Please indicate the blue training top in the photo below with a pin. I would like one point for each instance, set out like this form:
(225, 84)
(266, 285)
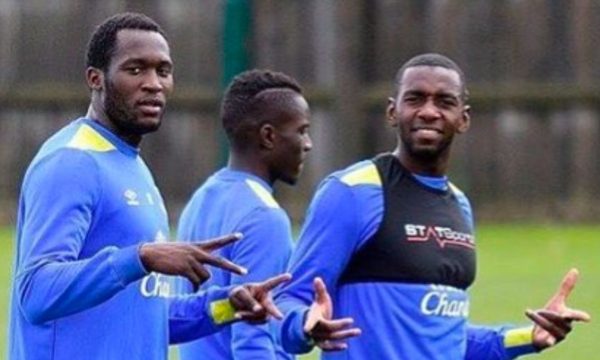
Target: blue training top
(398, 320)
(234, 201)
(87, 203)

===============

The listing above is to be retyped exactly, with all pictures left out.

Please indicate the blue training top in the photo below with a pin. I would like one point for each instance, set out like this form:
(225, 84)
(266, 285)
Target: blue training top
(398, 320)
(234, 201)
(87, 203)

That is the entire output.